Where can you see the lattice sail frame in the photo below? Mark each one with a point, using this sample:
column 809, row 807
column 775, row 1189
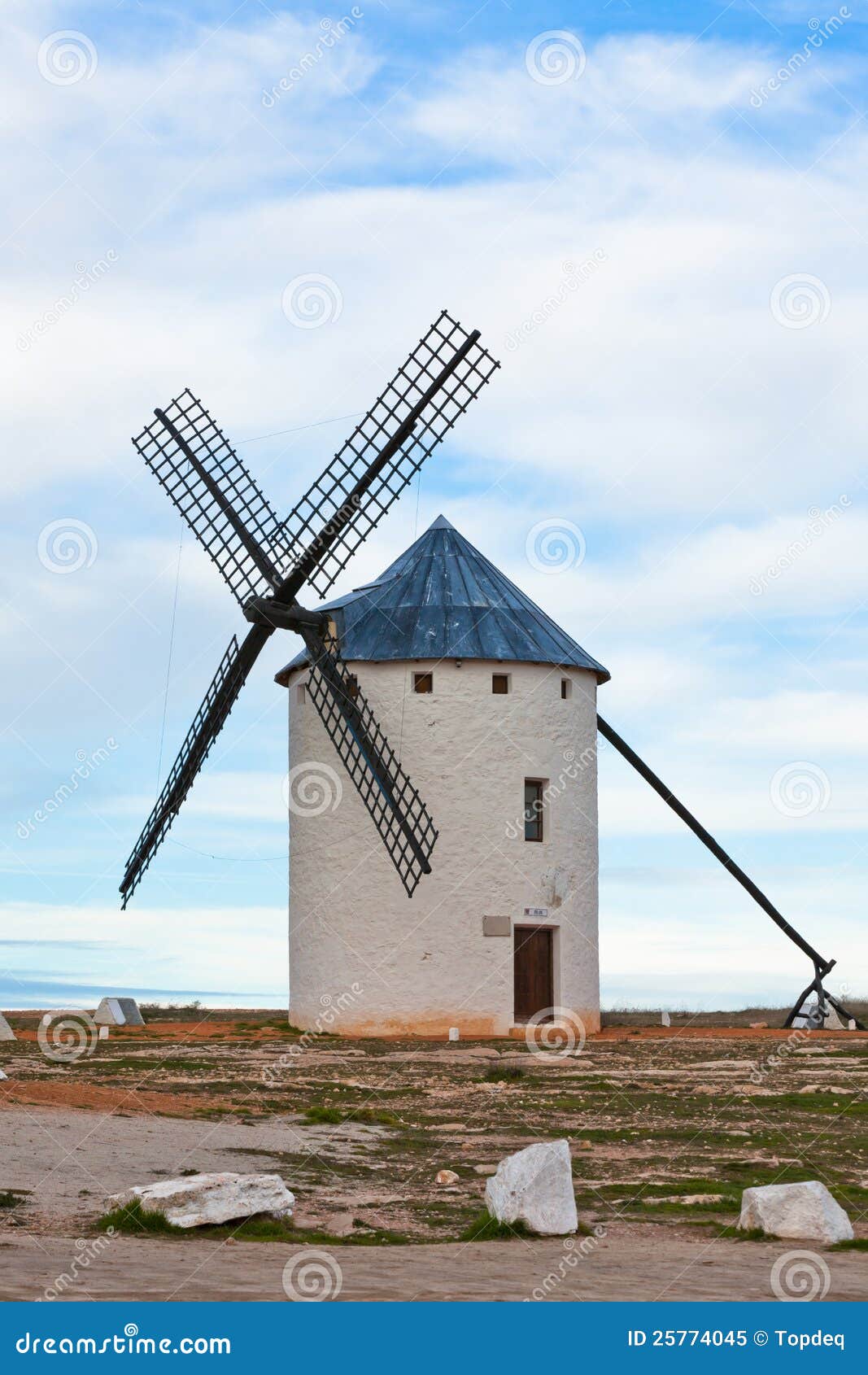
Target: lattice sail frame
column 207, row 725
column 198, row 505
column 368, row 758
column 330, row 498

• EXERCISE INSTRUCTIONS:
Arrange every line of all the items above as a numbered list, omitting blank lines and leaving the pictures out.

• CORRECT RESPONSE:
1. Where can you see the lattice sail frame in the photo below? Mark each one with a point, using this sample:
2. column 809, row 807
3. column 775, row 1189
4. Target: lattice sail frame
5. column 207, row 725
6. column 198, row 505
7. column 368, row 758
8. column 330, row 498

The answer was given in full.